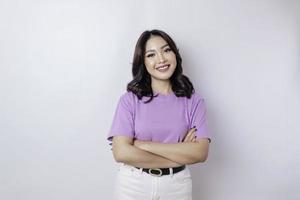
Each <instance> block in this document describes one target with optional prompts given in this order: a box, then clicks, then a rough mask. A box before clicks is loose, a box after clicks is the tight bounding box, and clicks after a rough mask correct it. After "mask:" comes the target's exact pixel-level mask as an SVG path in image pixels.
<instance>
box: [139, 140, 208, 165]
mask: <svg viewBox="0 0 300 200" xmlns="http://www.w3.org/2000/svg"><path fill="white" fill-rule="evenodd" d="M134 145H135V146H137V147H138V148H140V149H143V150H145V151H148V152H151V153H153V154H157V155H159V156H162V157H165V158H167V159H169V160H172V161H174V162H177V163H180V164H183V165H185V164H194V163H199V162H204V161H205V160H206V159H207V157H208V150H209V141H208V139H206V138H200V139H197V140H195V141H193V142H181V143H171V144H170V143H159V142H148V141H141V140H135V141H134Z"/></svg>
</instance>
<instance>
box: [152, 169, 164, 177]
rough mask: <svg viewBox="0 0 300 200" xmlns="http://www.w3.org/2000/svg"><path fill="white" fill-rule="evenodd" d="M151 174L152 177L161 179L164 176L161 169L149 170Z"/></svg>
mask: <svg viewBox="0 0 300 200" xmlns="http://www.w3.org/2000/svg"><path fill="white" fill-rule="evenodd" d="M152 171H158V172H159V173H158V174H155V173H152ZM149 174H151V175H152V176H157V177H160V176H162V170H161V169H159V168H155V169H149Z"/></svg>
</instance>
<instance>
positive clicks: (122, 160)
mask: <svg viewBox="0 0 300 200" xmlns="http://www.w3.org/2000/svg"><path fill="white" fill-rule="evenodd" d="M181 61H182V60H181V56H180V54H179V52H178V49H177V47H176V44H175V43H174V41H173V40H172V39H171V37H170V36H169V35H167V34H166V33H165V32H163V31H160V30H151V31H145V32H143V33H142V34H141V36H140V38H139V39H138V41H137V44H136V47H135V52H134V58H133V64H132V74H133V80H132V81H131V82H130V83H128V85H127V91H126V92H125V93H124V94H123V95H122V96H121V97H120V99H119V102H118V106H117V109H116V111H115V115H114V118H113V123H112V125H111V128H110V132H109V135H108V140H110V141H112V147H113V148H112V150H113V155H114V158H115V160H116V161H117V162H119V163H120V167H119V172H118V176H117V181H116V187H115V199H120V200H146V199H160V200H190V199H192V180H191V175H190V172H189V169H188V167H187V165H189V164H194V163H199V162H204V161H205V160H206V158H207V156H208V149H209V143H210V135H209V131H208V130H207V126H206V120H205V106H204V100H203V98H201V96H200V95H198V94H197V93H195V91H194V87H193V85H192V83H191V82H190V80H189V79H188V78H187V77H186V76H185V75H183V74H182V66H181Z"/></svg>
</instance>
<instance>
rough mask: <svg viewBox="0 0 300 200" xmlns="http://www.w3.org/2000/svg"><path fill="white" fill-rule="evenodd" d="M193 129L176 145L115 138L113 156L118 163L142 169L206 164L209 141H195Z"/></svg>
mask: <svg viewBox="0 0 300 200" xmlns="http://www.w3.org/2000/svg"><path fill="white" fill-rule="evenodd" d="M194 132H195V129H191V130H190V131H189V132H188V133H187V134H186V136H185V138H184V141H183V142H180V143H174V144H164V143H159V142H148V141H140V140H133V139H132V138H130V137H126V136H115V137H114V138H113V155H114V158H115V160H116V161H117V162H123V163H126V164H129V165H133V166H136V167H142V168H168V167H177V166H180V165H185V164H193V163H198V162H204V161H205V160H206V159H207V156H208V149H209V142H208V140H207V139H195V133H194Z"/></svg>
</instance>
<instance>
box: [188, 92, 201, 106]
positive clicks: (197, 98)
mask: <svg viewBox="0 0 300 200" xmlns="http://www.w3.org/2000/svg"><path fill="white" fill-rule="evenodd" d="M188 100H189V101H190V102H192V103H194V102H200V101H204V97H203V96H202V95H201V94H199V93H198V92H194V93H193V94H192V95H191V98H189V99H188Z"/></svg>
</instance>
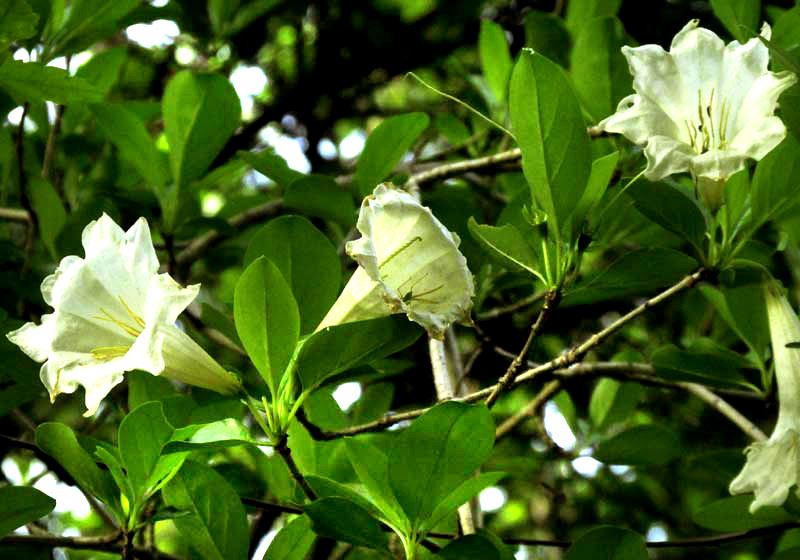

● ● ●

*ACTIVITY*
Please print the entries exactly as they stand. Images are not part of the copy.

*WRITTEN REPLY*
Each <instance> block in this document describes one target with optional prompts given in this order: a box, then clicks, then a rough mask. A box before clicks is loose, a box after clicks is the tight bounding box, and clicks after a rough mask correct it. After "mask:" comes the target's exact pixel-level mask as an SVG path in image pixels.
<instance>
box: [139, 140, 208, 165]
mask: <svg viewBox="0 0 300 200" xmlns="http://www.w3.org/2000/svg"><path fill="white" fill-rule="evenodd" d="M134 145H135V146H137V147H138V148H140V149H143V150H145V151H148V152H151V153H153V154H157V155H159V156H162V157H165V158H167V159H169V160H172V161H174V162H177V163H180V164H183V165H185V164H194V163H199V162H204V161H205V160H206V159H207V157H208V150H209V141H208V139H206V138H200V139H197V140H195V141H193V142H181V143H171V144H170V143H159V142H148V141H141V140H135V141H134Z"/></svg>
</instance>
<instance>
box: [152, 169, 164, 177]
rough mask: <svg viewBox="0 0 300 200" xmlns="http://www.w3.org/2000/svg"><path fill="white" fill-rule="evenodd" d="M151 174L152 177L161 179L164 176L161 169L149 170Z"/></svg>
mask: <svg viewBox="0 0 300 200" xmlns="http://www.w3.org/2000/svg"><path fill="white" fill-rule="evenodd" d="M152 171H158V172H159V173H158V174H155V173H152ZM149 174H151V175H152V176H157V177H160V176H162V170H161V169H159V168H155V169H149Z"/></svg>
</instance>
<instance>
positive clicks: (122, 160)
mask: <svg viewBox="0 0 300 200" xmlns="http://www.w3.org/2000/svg"><path fill="white" fill-rule="evenodd" d="M181 61H182V60H181V56H180V54H179V52H178V49H177V47H176V44H175V43H174V41H173V40H172V39H171V37H170V36H169V35H167V34H166V33H165V32H163V31H160V30H151V31H145V32H143V33H142V34H141V36H140V38H139V39H138V41H137V44H136V47H135V52H134V58H133V64H132V74H133V80H132V81H131V82H130V83H128V85H127V91H126V92H125V93H124V94H123V95H122V96H121V97H120V99H119V102H118V106H117V109H116V111H115V115H114V118H113V123H112V125H111V128H110V132H109V135H108V140H110V141H112V147H113V148H112V150H113V155H114V158H115V160H116V161H117V162H119V163H120V167H119V172H118V176H117V181H116V187H115V199H120V200H146V199H160V200H190V199H192V180H191V175H190V172H189V169H188V167H187V165H189V164H194V163H199V162H204V161H205V160H206V158H207V156H208V149H209V143H210V135H209V131H208V130H207V126H206V120H205V106H204V100H203V98H201V96H200V95H198V94H197V93H195V91H194V87H193V85H192V83H191V82H190V80H189V79H188V78H187V77H186V76H185V75H183V74H182V66H181Z"/></svg>
</instance>
<instance>
rough mask: <svg viewBox="0 0 300 200" xmlns="http://www.w3.org/2000/svg"><path fill="white" fill-rule="evenodd" d="M193 129L176 145L115 138L113 156L118 163L142 169L206 164L209 141H195Z"/></svg>
mask: <svg viewBox="0 0 300 200" xmlns="http://www.w3.org/2000/svg"><path fill="white" fill-rule="evenodd" d="M194 132H195V129H191V130H190V131H189V132H188V133H187V134H186V136H185V138H184V141H183V142H180V143H174V144H164V143H159V142H148V141H140V140H133V139H132V138H130V137H126V136H115V137H114V138H113V155H114V158H115V160H116V161H117V162H123V163H126V164H129V165H133V166H136V167H142V168H168V167H177V166H180V165H185V164H193V163H198V162H204V161H205V160H206V159H207V156H208V149H209V142H208V140H207V139H195V133H194Z"/></svg>
</instance>
<instance>
box: [188, 92, 201, 106]
positive clicks: (197, 98)
mask: <svg viewBox="0 0 300 200" xmlns="http://www.w3.org/2000/svg"><path fill="white" fill-rule="evenodd" d="M188 100H189V101H190V102H192V103H194V102H200V101H204V97H203V96H202V95H201V94H199V93H198V92H194V93H193V94H192V95H191V98H189V99H188Z"/></svg>
</instance>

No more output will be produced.